**WORK INSTRUCTIONS**
Whenever a line in the listing contains "woman", copy that line.

**RAW DATA**
▼▼▼

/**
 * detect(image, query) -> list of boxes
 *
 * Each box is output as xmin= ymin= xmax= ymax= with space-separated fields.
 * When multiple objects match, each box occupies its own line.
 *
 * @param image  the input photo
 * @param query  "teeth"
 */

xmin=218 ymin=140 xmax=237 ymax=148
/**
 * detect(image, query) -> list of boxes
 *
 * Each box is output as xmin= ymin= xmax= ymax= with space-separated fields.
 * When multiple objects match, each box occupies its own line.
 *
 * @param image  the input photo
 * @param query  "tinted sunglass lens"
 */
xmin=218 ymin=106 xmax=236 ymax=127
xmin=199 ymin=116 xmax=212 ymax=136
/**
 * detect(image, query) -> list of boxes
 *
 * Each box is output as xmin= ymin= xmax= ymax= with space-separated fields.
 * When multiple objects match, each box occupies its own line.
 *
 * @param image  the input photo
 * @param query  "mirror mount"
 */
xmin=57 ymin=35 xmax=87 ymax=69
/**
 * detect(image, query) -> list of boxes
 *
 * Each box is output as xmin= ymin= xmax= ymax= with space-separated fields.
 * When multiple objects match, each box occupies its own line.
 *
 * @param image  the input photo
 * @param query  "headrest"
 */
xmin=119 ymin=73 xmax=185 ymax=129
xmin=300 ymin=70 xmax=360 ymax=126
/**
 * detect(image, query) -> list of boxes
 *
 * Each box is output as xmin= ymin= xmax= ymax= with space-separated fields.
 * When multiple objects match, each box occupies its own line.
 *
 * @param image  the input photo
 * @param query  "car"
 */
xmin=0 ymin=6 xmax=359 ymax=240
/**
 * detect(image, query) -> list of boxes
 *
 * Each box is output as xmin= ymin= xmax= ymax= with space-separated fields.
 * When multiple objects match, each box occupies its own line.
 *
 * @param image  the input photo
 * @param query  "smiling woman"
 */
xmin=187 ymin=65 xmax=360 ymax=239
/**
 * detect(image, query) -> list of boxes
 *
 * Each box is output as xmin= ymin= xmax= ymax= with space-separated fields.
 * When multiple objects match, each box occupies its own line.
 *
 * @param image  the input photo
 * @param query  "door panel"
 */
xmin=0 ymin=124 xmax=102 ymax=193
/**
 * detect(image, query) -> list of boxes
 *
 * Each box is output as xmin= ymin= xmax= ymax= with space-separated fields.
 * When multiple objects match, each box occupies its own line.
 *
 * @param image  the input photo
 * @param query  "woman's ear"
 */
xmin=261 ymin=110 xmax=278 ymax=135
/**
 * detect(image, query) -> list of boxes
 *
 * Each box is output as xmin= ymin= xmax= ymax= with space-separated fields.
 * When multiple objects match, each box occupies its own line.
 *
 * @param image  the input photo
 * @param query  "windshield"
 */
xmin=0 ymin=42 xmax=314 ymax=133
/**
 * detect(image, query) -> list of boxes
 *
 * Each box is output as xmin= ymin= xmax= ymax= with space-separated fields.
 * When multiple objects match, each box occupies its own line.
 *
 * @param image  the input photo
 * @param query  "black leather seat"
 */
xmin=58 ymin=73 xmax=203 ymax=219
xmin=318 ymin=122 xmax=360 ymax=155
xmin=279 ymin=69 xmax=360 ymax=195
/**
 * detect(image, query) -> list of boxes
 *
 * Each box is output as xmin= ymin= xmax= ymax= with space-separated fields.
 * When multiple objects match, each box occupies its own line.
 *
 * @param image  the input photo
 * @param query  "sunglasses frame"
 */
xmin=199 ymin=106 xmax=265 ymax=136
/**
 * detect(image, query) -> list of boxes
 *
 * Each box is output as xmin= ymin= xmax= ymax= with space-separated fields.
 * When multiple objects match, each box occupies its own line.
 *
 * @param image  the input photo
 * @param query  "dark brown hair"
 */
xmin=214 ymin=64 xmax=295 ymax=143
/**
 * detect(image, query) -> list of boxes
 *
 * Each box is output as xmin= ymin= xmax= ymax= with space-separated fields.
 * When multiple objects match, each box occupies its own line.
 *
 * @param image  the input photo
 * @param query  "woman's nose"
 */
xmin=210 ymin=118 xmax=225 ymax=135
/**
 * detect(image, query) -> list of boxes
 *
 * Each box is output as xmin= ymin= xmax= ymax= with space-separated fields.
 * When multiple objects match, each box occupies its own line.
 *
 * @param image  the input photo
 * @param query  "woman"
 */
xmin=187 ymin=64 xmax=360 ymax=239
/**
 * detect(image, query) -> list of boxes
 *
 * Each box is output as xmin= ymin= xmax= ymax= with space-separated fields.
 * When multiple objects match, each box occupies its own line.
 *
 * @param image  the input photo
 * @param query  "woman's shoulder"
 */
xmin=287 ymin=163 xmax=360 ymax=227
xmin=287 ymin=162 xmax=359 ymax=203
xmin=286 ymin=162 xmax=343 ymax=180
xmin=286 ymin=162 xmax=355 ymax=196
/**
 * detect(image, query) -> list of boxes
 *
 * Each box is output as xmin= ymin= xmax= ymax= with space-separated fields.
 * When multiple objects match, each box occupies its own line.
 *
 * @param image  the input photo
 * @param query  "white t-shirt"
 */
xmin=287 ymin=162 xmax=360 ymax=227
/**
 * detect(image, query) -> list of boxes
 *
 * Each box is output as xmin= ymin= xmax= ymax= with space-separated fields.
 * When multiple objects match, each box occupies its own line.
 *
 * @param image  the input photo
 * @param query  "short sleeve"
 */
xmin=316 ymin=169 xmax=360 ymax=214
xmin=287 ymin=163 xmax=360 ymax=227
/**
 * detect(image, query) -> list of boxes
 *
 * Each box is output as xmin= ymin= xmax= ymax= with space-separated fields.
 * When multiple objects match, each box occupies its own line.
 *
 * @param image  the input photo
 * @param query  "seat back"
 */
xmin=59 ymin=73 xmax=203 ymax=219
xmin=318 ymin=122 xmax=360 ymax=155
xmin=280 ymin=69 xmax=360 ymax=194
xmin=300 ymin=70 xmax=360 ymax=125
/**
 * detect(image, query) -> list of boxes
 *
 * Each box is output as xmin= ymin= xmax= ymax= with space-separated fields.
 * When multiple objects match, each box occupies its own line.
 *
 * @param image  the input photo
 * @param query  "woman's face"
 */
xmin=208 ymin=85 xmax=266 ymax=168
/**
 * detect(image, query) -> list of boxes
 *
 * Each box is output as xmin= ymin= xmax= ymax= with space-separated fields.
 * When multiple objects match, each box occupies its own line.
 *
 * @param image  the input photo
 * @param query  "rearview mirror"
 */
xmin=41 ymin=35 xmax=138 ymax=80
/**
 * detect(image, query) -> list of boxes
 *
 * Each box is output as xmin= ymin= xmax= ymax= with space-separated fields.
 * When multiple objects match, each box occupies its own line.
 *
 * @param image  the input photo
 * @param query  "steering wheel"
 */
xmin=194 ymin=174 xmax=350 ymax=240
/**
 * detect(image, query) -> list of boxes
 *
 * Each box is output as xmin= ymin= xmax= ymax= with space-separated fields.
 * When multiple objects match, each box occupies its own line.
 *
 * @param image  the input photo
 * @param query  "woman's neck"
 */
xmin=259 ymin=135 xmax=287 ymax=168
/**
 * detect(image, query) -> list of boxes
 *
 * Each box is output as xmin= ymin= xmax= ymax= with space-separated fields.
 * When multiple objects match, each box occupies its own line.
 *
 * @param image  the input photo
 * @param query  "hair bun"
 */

▲▲▲

**RESPONSE AREA**
 * @param query  "smiling woman"
 * @param query  "woman's ear"
 * @param query  "woman's nose"
 * @param query  "woman"
 * @param query  "woman's shoulder"
 * @param query  "woman's face"
 * @param query  "woman's neck"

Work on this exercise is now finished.